What the task asks:
Express the entries as a JSON list of strings, one string per line, leaving out blank lines. Begin at the line that contains "Category: row of chair backs" and stop after the last line of the entries.

Excerpt from a dataset
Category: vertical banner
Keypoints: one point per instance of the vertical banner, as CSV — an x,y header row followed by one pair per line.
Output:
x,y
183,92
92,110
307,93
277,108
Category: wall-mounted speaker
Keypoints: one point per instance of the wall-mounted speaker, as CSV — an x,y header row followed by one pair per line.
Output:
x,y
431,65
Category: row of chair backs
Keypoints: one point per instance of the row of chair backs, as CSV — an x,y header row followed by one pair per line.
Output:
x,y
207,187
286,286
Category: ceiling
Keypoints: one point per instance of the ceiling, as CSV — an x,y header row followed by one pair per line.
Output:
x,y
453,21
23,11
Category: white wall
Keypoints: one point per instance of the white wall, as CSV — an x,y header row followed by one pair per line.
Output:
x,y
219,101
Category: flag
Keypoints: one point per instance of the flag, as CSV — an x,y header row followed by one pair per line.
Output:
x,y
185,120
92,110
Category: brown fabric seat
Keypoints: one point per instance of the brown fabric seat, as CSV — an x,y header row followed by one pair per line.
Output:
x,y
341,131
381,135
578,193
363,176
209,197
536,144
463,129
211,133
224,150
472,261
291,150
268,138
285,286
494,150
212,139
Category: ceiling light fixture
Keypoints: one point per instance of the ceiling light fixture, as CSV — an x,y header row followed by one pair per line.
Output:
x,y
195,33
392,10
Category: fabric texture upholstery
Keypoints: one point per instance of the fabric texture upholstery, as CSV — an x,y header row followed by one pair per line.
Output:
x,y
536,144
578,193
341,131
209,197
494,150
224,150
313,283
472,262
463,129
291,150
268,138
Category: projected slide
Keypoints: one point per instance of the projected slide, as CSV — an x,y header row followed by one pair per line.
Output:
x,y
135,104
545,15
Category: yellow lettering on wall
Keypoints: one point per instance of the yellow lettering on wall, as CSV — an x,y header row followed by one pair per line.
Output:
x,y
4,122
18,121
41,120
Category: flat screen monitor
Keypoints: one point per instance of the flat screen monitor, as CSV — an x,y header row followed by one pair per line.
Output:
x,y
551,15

Completed exercise:
[
  "Category: row of chair backs",
  "Keypoints: one point per instance of the row of chair backs, as CSV — an x,y header row followed by one pair per line.",
  "Output:",
  "x,y",
  "207,187",
  "286,286",
  "Category: ceiling",
  "Keypoints: one point per instance of the ceiling, as CSV — an x,y header row followed by one pair per line.",
  "Output:",
  "x,y",
  "453,21",
  "23,11",
  "Category: white wall",
  "Keypoints: one point per instance of the white wall, as CSV — an x,y header row followed by one pair per line.",
  "Output:",
  "x,y",
  "219,101",
  "Category: flag",
  "Keypoints: one point per instance of the flag, as CSV — an x,y header row followed by one pair per line.",
  "Output:",
  "x,y",
  "185,120",
  "92,110",
  "Category: brown fabric seat",
  "Keypoints: one point per instance of the brown fabric seat, as CSV — an x,y header row followed by one pair per line.",
  "Output:",
  "x,y",
  "341,131",
  "381,135",
  "578,193",
  "363,176",
  "209,197",
  "536,144",
  "463,129",
  "211,133",
  "224,150",
  "472,261",
  "291,150",
  "268,138",
  "285,286",
  "494,150",
  "212,139",
  "Category: ceiling light fixture",
  "Keypoints: one point per instance of the ceiling light fixture, as CSV — an x,y header row followed by one pair per line.",
  "Output:",
  "x,y",
  "195,33",
  "392,10",
  "Category: fabric texture upholstery",
  "Keypoints: one point per instance of the fabric texture upholstery, as CSV — an x,y header row followed by one pair per line.",
  "Output:",
  "x,y",
  "536,144",
  "578,193",
  "341,131",
  "209,197",
  "494,150",
  "224,150",
  "313,283",
  "472,262",
  "463,129",
  "291,150",
  "268,138",
  "Category: projected slide",
  "Keypoints: one point per instance of the projected slide, as CSV — an x,y header row followed by one pair per line.",
  "Output:",
  "x,y",
  "135,104",
  "545,15",
  "Category: yellow lettering on wall",
  "Keypoints: one point per instance of the yellow lettering on wall, as CSV — an x,y header row followed by one pair per line.",
  "Output:",
  "x,y",
  "4,122",
  "18,121",
  "41,120",
  "Category: flat screen monitor",
  "Keypoints: one point per instance of the flat screen monitor, as CSV — an x,y header row followed by one pair per line.",
  "Output:",
  "x,y",
  "551,15"
]